— start of The records —

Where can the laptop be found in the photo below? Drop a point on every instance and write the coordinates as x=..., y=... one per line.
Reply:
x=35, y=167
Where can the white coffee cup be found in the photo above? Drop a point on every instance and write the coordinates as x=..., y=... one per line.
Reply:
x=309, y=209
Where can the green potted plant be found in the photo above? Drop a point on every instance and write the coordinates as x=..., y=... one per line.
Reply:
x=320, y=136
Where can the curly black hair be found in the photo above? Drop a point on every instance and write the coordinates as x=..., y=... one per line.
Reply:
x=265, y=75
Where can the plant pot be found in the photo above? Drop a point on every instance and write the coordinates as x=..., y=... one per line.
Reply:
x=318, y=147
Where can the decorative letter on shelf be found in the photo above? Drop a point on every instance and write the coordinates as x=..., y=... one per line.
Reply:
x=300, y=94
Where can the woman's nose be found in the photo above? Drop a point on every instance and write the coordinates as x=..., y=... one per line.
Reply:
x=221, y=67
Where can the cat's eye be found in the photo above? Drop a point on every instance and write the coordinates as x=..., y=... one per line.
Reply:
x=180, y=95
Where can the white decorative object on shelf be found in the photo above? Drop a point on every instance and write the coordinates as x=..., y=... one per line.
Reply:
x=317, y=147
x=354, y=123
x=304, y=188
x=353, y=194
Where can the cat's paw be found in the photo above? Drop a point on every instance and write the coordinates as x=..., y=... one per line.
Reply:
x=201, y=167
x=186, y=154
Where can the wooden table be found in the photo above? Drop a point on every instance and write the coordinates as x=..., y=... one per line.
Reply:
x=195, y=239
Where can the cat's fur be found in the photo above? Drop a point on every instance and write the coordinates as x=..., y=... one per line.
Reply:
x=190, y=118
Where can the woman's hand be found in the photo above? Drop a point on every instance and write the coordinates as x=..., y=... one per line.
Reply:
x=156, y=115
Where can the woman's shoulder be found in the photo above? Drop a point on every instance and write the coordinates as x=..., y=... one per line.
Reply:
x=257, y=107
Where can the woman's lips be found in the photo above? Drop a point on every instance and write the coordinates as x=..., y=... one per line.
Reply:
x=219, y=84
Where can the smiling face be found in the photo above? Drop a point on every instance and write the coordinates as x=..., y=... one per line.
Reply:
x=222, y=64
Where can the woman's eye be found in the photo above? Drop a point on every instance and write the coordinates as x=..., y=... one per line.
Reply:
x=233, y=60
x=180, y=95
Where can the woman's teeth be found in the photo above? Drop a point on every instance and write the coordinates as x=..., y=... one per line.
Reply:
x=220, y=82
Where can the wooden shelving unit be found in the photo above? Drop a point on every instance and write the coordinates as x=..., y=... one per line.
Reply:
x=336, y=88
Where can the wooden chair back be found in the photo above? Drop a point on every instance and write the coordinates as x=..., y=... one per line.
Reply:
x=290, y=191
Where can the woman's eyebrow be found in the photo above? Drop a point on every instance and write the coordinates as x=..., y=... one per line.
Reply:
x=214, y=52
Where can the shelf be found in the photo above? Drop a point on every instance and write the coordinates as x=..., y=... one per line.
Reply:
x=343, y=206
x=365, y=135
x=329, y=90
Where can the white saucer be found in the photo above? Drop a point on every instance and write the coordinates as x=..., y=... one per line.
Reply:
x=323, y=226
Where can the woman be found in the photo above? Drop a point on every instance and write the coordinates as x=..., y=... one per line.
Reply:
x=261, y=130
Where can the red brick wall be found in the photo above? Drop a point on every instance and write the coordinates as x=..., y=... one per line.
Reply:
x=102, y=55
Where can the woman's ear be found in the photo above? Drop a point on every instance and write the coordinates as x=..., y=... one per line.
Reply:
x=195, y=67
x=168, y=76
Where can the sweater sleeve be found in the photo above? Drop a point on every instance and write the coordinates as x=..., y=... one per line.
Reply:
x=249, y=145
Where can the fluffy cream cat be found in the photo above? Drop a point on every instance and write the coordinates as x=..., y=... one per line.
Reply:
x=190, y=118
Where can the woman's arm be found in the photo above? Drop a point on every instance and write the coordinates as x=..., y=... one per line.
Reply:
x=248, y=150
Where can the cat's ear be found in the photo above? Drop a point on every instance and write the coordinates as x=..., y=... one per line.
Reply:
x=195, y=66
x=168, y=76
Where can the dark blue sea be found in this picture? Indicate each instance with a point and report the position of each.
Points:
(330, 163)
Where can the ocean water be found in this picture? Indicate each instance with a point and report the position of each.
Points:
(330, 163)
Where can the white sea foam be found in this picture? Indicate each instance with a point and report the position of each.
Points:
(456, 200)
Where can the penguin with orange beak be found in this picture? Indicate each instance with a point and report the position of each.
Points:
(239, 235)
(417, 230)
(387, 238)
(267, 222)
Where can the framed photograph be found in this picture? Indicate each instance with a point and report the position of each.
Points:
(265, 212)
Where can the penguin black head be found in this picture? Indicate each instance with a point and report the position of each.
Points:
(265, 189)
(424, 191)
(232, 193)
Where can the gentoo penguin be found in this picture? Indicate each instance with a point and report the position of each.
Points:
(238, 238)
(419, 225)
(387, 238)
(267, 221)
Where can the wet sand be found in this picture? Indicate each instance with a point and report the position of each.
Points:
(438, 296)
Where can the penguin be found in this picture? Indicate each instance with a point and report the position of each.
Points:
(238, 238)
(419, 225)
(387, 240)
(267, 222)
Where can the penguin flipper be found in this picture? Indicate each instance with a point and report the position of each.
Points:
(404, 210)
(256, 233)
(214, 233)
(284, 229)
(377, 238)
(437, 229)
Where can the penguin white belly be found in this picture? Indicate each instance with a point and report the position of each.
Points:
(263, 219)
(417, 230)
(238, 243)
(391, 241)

— end of The records —

## Objective
Each record above should be returned exactly as it appears.

## Problem solution
Where can the laptop be found in the photo below? Drop a point on every instance and write the coordinates as x=..., y=... one per line.
Reply:
x=35, y=167
Where can the white coffee cup be found in the photo above? Drop a point on every instance and write the coordinates as x=..., y=... one per line.
Reply:
x=309, y=209
Where can the green potted plant be found in the photo above? Drop a point on every instance and write the coordinates as x=..., y=... one per line.
Reply:
x=320, y=136
Where can the curly black hair be found in the photo above? Drop a point on every instance and write the coordinates as x=..., y=... one per line.
Reply:
x=265, y=75
Where can the plant pot be found in the photo above? Drop a point on every instance and write the coordinates as x=..., y=... one per line.
Reply:
x=318, y=147
Where can the decorative letter on shelf be found in the photo above? Drop a point on every instance and write the coordinates as x=..., y=... one per line.
Reply:
x=300, y=94
Where can the woman's nose be found in the photo above? Drop a point on every instance and write the coordinates as x=..., y=... one per line.
Reply:
x=221, y=67
Where can the cat's eye be found in the photo above? Drop a point on every instance and write the coordinates as x=..., y=... one per line.
Reply:
x=180, y=95
Where can the white decorative object on shelf be found in the photo above? Drop a point on every instance and write the coordinates as x=..., y=... one per line.
Reply:
x=317, y=147
x=354, y=123
x=304, y=188
x=353, y=194
Where can the cat's paw be found in the photo above? Drop a point on every instance and write the coordinates as x=..., y=... one per line.
Reply:
x=201, y=167
x=186, y=154
Where can the wooden table be found in the photo above? Drop a point on every instance and write the coordinates as x=..., y=... one per line.
Reply:
x=195, y=239
Where can the cat's fur be found in the photo above? Drop a point on every instance and write the coordinates as x=..., y=... one per line.
Reply:
x=190, y=118
Where can the woman's hand be found in the photo above? Drop a point on every instance and write the coordinates as x=..., y=... one per line.
Reply:
x=156, y=115
Where can the woman's shoulder be found in the photo above? Drop a point on every instance and write the coordinates as x=..., y=... one per line.
Reply:
x=257, y=107
Where can the woman's lips be found in the photo above? Drop a point on every instance and write the coordinates as x=..., y=... one per line.
Reply:
x=219, y=84
Where can the smiling face be found in the photo above? Drop a point on every instance and write the coordinates as x=..., y=... one per line.
Reply:
x=222, y=64
Where can the woman's eye be found in the photo above? Drop a point on every instance and write the coordinates as x=..., y=... one per line.
Reply:
x=233, y=60
x=180, y=95
Where can the woman's teeth be found in the photo above? Drop a point on every instance and write the coordinates as x=..., y=... one per line.
Reply:
x=220, y=82
Where can the wooden shelving unit be found in the photo above? Drop a point on every instance and write the coordinates as x=..., y=... one per line.
Reply:
x=336, y=88
Where can the wooden chair back be found in the photo above? Drop a point on every instance and write the coordinates as x=..., y=... one per line.
Reply:
x=290, y=191
Where can the woman's eyebrow be found in the photo above? Drop a point on every instance and write the coordinates as x=..., y=... one per line.
Reply:
x=214, y=52
Where can the shelf be found in the photo above? Drop a point on every instance and write the coordinates as x=..., y=... one per line.
Reply:
x=343, y=206
x=365, y=135
x=329, y=90
Where can the white saucer be found in the photo above? Drop a point on every instance and write the coordinates as x=..., y=... one per line.
Reply:
x=323, y=226
Where can the woman be found in the photo above? Drop a point on every instance and write the coordinates as x=..., y=... one per line.
Reply:
x=261, y=130
Where can the red brick wall be found in the photo above? Drop a point on every instance and write the coordinates as x=..., y=... one per line.
Reply:
x=102, y=55
Where can the woman's ear be found in the photo above? Drop a point on every instance and write the coordinates as x=..., y=... one per line.
Reply:
x=195, y=67
x=168, y=76
Where can the sweater sleeve be found in the photo above? Drop a point on every instance and write the coordinates as x=..., y=... one per line.
Reply:
x=249, y=145
Where can the fluffy cream cat be found in the photo above? Drop a point on every instance and write the coordinates as x=..., y=... one per line.
Reply:
x=190, y=118
Where can the woman's arm be found in the photo above? Drop a point on every instance and write the coordinates as x=..., y=... one per line.
Reply:
x=248, y=150
Where can the cat's ear be found in the photo above? Drop a point on every instance and write the coordinates as x=..., y=... one per line.
Reply:
x=195, y=66
x=168, y=76
Where can the dark blue sea be found in this picture? Indicate each instance with a point and report the position of each.
Points:
(330, 163)
Where can the ocean water be found in this picture? Indicate each instance with a point and report the position of each.
Points:
(330, 163)
Where can the white sea foam be found in this picture? Indicate each instance with a point and report the position of each.
Points:
(456, 200)
Where can the penguin with orange beak be found in this picture? Indicate each instance with a point and report the position of each.
Points:
(239, 235)
(417, 230)
(387, 238)
(267, 222)
Where can the framed photograph be found in this picture? Indicate each instance with a point and report the position of each.
Points:
(265, 212)
Where can the penguin black head be found in this picture? Indicate each instance with a point and report the position of each.
Points:
(265, 189)
(424, 191)
(232, 193)
Where can the gentoo penguin be found in this picture? Indicate each instance with a point and report the position of each.
Points:
(238, 238)
(419, 225)
(387, 238)
(267, 221)
Where can the wet sand be found in this picture? Indicate each instance with a point and report the position of each.
Points:
(438, 296)
Where can the penguin be found in this picture? Indicate each instance with a point and report the position of each.
Points:
(238, 238)
(419, 225)
(387, 240)
(267, 222)
Where can the penguin flipper be found in this picture? Indicate each instance with a point and report the position of each.
Points:
(404, 210)
(256, 233)
(214, 233)
(284, 229)
(377, 238)
(437, 229)
Where can the penguin white belly be found in this picture? Indicate each instance with a point and report the position of each.
Points:
(263, 219)
(417, 230)
(238, 243)
(391, 241)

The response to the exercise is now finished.